--- Begin Dataset entries ---

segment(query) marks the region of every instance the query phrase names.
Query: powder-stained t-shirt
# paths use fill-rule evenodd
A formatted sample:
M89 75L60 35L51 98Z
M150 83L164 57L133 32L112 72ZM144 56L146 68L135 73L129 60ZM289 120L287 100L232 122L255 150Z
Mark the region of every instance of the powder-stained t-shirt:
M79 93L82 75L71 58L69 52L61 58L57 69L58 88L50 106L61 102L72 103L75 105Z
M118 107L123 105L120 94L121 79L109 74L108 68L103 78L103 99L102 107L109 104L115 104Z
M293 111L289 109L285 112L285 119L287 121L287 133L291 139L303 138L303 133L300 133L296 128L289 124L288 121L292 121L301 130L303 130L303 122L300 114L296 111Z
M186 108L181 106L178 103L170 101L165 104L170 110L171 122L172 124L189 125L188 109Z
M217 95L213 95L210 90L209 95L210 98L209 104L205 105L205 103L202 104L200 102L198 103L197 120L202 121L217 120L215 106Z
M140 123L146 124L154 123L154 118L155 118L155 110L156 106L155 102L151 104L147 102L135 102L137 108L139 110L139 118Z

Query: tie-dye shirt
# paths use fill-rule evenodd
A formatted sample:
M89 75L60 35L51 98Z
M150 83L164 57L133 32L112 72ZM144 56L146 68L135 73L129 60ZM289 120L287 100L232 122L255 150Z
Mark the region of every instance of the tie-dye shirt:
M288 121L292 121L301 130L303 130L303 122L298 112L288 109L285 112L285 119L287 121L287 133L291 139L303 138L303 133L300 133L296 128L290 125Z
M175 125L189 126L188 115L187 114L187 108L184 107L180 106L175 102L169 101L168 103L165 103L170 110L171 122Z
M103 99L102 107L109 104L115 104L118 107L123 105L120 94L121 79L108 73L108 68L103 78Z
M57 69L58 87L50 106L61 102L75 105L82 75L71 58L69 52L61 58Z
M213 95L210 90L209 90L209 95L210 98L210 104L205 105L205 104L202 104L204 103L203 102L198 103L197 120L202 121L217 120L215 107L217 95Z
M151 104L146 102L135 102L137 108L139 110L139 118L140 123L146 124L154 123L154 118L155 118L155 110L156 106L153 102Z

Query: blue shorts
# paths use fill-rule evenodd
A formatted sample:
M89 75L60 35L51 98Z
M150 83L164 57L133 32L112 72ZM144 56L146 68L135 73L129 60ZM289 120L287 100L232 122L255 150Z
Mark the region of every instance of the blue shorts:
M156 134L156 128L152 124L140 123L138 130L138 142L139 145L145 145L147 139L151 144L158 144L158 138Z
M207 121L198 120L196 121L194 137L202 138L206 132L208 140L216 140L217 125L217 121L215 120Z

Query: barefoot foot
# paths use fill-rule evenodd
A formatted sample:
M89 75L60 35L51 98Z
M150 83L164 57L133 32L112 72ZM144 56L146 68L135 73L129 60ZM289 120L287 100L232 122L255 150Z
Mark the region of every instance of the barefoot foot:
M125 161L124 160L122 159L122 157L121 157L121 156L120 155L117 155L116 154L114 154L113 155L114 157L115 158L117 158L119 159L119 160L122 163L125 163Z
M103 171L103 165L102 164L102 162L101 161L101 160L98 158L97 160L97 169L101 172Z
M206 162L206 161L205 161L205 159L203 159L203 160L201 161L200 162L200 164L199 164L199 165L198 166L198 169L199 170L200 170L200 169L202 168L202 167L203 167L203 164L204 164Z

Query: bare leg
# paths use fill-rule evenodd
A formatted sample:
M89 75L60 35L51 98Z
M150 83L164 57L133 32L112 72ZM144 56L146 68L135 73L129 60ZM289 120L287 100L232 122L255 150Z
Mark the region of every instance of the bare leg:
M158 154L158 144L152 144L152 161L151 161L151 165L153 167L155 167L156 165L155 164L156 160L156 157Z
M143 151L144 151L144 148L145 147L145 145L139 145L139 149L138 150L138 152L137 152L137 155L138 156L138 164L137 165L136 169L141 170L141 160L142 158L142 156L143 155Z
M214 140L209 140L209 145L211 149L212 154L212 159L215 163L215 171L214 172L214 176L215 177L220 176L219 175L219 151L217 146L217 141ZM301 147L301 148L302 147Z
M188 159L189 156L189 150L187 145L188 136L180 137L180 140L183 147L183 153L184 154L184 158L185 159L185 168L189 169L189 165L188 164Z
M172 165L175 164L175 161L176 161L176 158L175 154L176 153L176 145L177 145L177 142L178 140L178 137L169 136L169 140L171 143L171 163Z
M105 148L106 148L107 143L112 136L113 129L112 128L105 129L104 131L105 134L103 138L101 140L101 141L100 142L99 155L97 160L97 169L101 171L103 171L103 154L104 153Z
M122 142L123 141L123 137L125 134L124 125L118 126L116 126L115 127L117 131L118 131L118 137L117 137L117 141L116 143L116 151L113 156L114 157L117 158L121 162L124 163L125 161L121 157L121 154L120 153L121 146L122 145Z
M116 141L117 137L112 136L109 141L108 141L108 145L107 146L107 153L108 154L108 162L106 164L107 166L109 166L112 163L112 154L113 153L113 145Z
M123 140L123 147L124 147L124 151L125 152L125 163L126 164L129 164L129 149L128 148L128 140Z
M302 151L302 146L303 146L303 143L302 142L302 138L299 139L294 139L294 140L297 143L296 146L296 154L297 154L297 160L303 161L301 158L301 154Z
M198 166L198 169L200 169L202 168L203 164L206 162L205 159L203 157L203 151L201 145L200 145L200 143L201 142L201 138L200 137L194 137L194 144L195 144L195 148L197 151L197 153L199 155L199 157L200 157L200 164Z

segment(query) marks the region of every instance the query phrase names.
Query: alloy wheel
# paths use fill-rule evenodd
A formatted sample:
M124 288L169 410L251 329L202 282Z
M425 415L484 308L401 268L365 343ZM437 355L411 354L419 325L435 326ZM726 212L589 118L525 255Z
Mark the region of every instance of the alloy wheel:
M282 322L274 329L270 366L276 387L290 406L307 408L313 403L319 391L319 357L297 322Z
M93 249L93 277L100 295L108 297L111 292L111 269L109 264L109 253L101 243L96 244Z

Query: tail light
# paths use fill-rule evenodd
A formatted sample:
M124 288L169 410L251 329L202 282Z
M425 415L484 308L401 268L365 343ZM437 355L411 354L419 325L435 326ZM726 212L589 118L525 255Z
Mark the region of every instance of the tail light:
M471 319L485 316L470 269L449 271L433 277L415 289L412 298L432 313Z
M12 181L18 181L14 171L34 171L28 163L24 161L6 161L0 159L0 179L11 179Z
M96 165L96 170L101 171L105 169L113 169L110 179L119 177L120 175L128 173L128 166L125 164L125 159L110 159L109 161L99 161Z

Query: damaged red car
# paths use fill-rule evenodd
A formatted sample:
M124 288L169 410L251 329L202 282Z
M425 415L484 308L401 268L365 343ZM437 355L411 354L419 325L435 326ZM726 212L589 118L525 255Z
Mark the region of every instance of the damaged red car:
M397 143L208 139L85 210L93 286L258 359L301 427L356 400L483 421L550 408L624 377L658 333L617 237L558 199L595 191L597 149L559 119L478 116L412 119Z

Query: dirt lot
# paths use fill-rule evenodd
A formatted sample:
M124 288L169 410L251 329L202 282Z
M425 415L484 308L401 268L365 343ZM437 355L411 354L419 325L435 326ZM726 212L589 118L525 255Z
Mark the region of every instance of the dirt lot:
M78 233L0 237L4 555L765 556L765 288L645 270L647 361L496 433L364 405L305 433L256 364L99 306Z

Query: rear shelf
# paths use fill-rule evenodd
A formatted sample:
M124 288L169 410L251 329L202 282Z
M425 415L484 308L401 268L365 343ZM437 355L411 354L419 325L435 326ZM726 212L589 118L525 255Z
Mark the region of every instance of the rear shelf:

--- End Dataset entries ---

**Given task**
Could you render every line of the material above as a Markdown table with two columns, Row for the row number and Entry for the line, and leave out the blank lines?

**Exercise solution**
| Row | Entry |
|---|---|
| 1 | segment(query) marks the region of every instance the query phrase names. |
| 2 | Query: powder-stained t-shirt |
| 3 | # paths use fill-rule evenodd |
| 4 | A formatted sample: |
| 5 | M89 75L60 35L51 98Z |
| 6 | M150 83L164 57L133 32L112 72ZM144 56L146 68L135 73L129 60ZM289 120L287 100L232 122L255 150Z |
| 7 | Mark the region of every instance of the powder-stained t-shirt: |
| 8 | M79 93L82 75L71 58L69 52L61 58L57 69L58 88L50 106L61 102L72 103L75 105Z |
| 9 | M118 107L123 105L120 94L121 79L109 74L108 68L103 78L103 99L102 107L109 104L115 104Z |
| 10 | M293 111L289 109L285 112L285 119L287 121L287 133L291 139L303 138L303 133L300 133L296 128L289 124L288 121L292 121L301 130L303 130L303 122L300 114L296 111Z |
| 11 | M186 108L181 106L178 103L170 101L165 104L170 110L171 122L172 124L189 125L188 109Z |
| 12 | M217 95L213 95L210 90L209 95L210 98L209 104L205 105L205 103L202 104L200 102L198 103L197 120L202 121L217 120L215 106Z |
| 13 | M140 123L146 124L154 123L154 118L155 118L155 110L156 106L155 102L151 104L147 102L135 102L137 108L139 110L139 118Z |
| 14 | Query: tie-dye shirt |
| 15 | # paths use fill-rule evenodd |
| 16 | A formatted sample: |
| 17 | M89 75L60 35L51 98Z |
| 18 | M150 83L164 57L133 32L112 72ZM144 56L146 68L135 73L129 60ZM289 120L287 100L232 122L255 150Z |
| 19 | Mark the region of every instance of the tie-dye shirt: |
| 20 | M288 121L292 121L301 130L303 130L303 122L298 112L288 109L285 112L285 119L287 121L287 133L291 139L303 138L303 133L300 133L296 128L290 125Z |
| 21 | M175 125L189 126L188 115L187 114L187 108L184 107L180 106L175 102L169 101L168 103L165 103L170 110L171 122Z |
| 22 | M103 99L102 107L109 104L115 104L118 107L123 105L120 94L121 79L108 73L108 68L103 78Z |
| 23 | M57 69L58 87L50 106L61 102L75 105L82 75L71 58L69 52L61 58Z |
| 24 | M213 95L210 90L209 90L209 95L210 98L210 104L205 105L205 104L202 104L204 103L203 102L198 103L197 120L202 121L217 120L215 107L217 95Z |
| 25 | M151 104L146 102L135 102L137 108L139 110L139 118L140 123L146 124L154 123L154 118L155 118L155 110L156 106L153 102Z |
| 26 | Query: blue shorts |
| 27 | # paths use fill-rule evenodd |
| 28 | A formatted sample: |
| 29 | M89 75L60 35L51 98Z |
| 30 | M150 83L164 57L133 32L112 72ZM144 56L146 68L135 73L129 60ZM289 120L287 100L232 122L255 150Z |
| 31 | Mark the region of every instance of the blue shorts: |
| 32 | M156 134L156 128L152 124L140 123L138 130L138 142L139 145L145 145L147 139L151 144L158 144L158 138Z |
| 33 | M207 121L198 120L196 121L194 137L202 138L206 132L208 140L216 140L217 125L217 121L215 120Z |
| 34 | Query: barefoot foot |
| 35 | # paths use fill-rule evenodd |
| 36 | A formatted sample: |
| 37 | M89 75L60 35L51 98Z |
| 38 | M150 83L164 57L133 32L112 72ZM144 56L146 68L135 73L129 60ZM289 120L287 100L232 122L255 150Z |
| 39 | Mark the region of every instance of the barefoot foot: |
| 40 | M125 161L124 160L122 159L122 157L121 157L121 156L120 155L117 155L116 154L114 154L113 155L114 157L115 158L117 158L119 159L119 160L122 163L125 163Z |
| 41 | M103 171L103 165L102 164L102 162L101 161L101 160L98 158L97 160L97 169L101 172Z |
| 42 | M206 162L206 161L205 161L205 159L203 159L203 160L201 161L200 162L200 164L199 164L199 165L198 166L198 169L199 170L200 170L200 169L202 168L202 167L203 167L203 164L204 164Z |
| 43 | Query: bare leg |
| 44 | # paths use fill-rule evenodd |
| 45 | A formatted sample: |
| 46 | M89 75L60 35L51 98Z |
| 47 | M150 83L164 57L133 32L112 72ZM144 56L146 68L135 73L129 60ZM289 120L287 100L232 122L255 150Z |
| 48 | Mark the region of every instance of the bare leg: |
| 49 | M158 154L158 144L152 144L152 161L151 161L151 165L153 167L155 167L156 165L155 164L156 160L156 157Z |
| 50 | M143 151L144 151L144 148L145 147L145 145L139 145L139 149L138 150L138 152L137 152L137 155L138 156L138 164L137 165L136 169L141 170L141 160L142 158L142 156L143 155Z |
| 51 | M214 140L209 140L209 145L211 149L212 154L212 159L215 163L215 171L214 172L214 176L215 177L220 176L219 175L219 151L217 146L217 141ZM301 147L301 148L302 147Z |
| 52 | M188 159L189 156L189 150L187 145L188 136L180 137L180 140L183 147L183 153L184 154L184 158L185 159L185 168L189 169L189 165L188 164Z |
| 53 | M172 165L175 164L175 161L176 161L176 158L175 154L176 153L176 145L177 145L177 142L178 140L178 137L169 136L169 140L171 143L171 163Z |
| 54 | M105 148L106 148L107 143L112 136L113 129L112 128L105 129L104 131L105 134L103 138L101 140L101 141L100 142L99 155L97 160L97 169L101 171L103 171L103 154L104 153Z |
| 55 | M122 142L123 141L123 137L125 134L124 125L118 126L116 126L115 127L117 131L118 131L118 137L117 137L117 141L116 143L116 151L113 156L114 157L117 158L121 162L124 163L125 161L121 157L121 154L120 153L121 146L122 145Z |
| 56 | M116 141L117 137L112 136L109 141L108 141L108 145L107 146L107 153L108 154L108 162L106 164L107 166L109 166L112 163L112 154L113 153L113 145Z |
| 57 | M123 140L123 147L124 147L124 151L125 152L125 163L126 164L129 164L129 149L128 148L128 140Z |
| 58 | M302 151L302 146L303 146L303 143L302 142L302 138L299 139L294 139L294 140L297 143L296 146L296 154L297 154L297 160L303 161L301 158L301 154Z |
| 59 | M198 166L198 169L200 169L202 168L203 164L206 162L205 159L203 157L203 151L201 145L200 145L200 143L201 142L201 138L200 137L194 137L194 144L195 144L195 148L197 151L197 153L199 155L199 157L200 157L200 164Z |
| 60 | segment(query) marks the region of every instance the query phrase names. |
| 61 | Query: alloy wheel |
| 62 | # paths use fill-rule evenodd |
| 63 | A formatted sample: |
| 64 | M124 288L169 410L251 329L202 282Z |
| 65 | M425 415L484 308L401 268L365 343ZM437 355L411 354L419 325L435 326ZM726 212L589 118L525 255Z |
| 66 | Mark the region of every instance of the alloy wheel: |
| 67 | M282 322L274 329L270 366L276 387L290 406L307 408L313 403L319 391L319 357L297 322Z |
| 68 | M93 249L93 277L100 295L108 297L111 292L111 269L109 264L109 253L101 243L96 244Z |
| 69 | Query: tail light |
| 70 | # paths use fill-rule evenodd |
| 71 | A formatted sample: |
| 72 | M124 288L169 410L251 329L202 282Z |
| 73 | M425 415L484 308L401 268L365 343ZM437 355L411 354L419 325L435 326ZM726 212L589 118L525 255Z |
| 74 | Mark the region of every instance of the tail light: |
| 75 | M471 319L485 316L470 269L449 271L433 277L415 289L412 298L432 313Z |
| 76 | M12 181L18 181L14 171L34 171L28 163L24 161L6 161L0 159L0 179L11 179Z |
| 77 | M96 165L96 170L101 171L105 169L113 169L110 179L119 177L120 175L128 173L128 166L125 164L125 159L110 159L109 161L99 161Z |
| 78 | Query: damaged red car |
| 79 | # paths use fill-rule evenodd |
| 80 | A formatted sample: |
| 81 | M124 288L169 410L251 329L202 282Z |
| 82 | M425 415L484 308L401 268L365 343ZM437 355L411 354L419 325L435 326ZM726 212L589 118L525 255Z |
| 83 | Mark the region of every instance of the damaged red car: |
| 84 | M397 143L208 139L85 210L93 286L258 359L301 427L356 400L483 421L550 408L624 377L658 333L617 237L558 199L595 191L597 149L559 119L478 116L412 119Z |
| 85 | Query: dirt lot |
| 86 | # paths use fill-rule evenodd |
| 87 | A formatted sample: |
| 88 | M124 288L169 410L251 329L202 282Z |
| 89 | M425 415L484 308L401 268L365 343ZM437 355L411 354L419 325L435 326ZM726 212L589 118L525 255Z |
| 90 | Mark the region of every instance of the dirt lot: |
| 91 | M78 233L0 237L4 555L765 556L765 288L645 270L647 361L496 433L364 405L305 433L256 364L99 306Z |
| 92 | Query: rear shelf |
| 93 | # paths use fill-rule evenodd |
| 94 | A formatted sample: |
| 95 | M124 288L169 410L251 329L202 282Z |
| 96 | M425 415L484 308L401 268L365 343ZM437 355L411 354L419 325L435 326ZM726 212L589 118L525 255Z |
| 97 | Mark the region of every instance of the rear shelf: |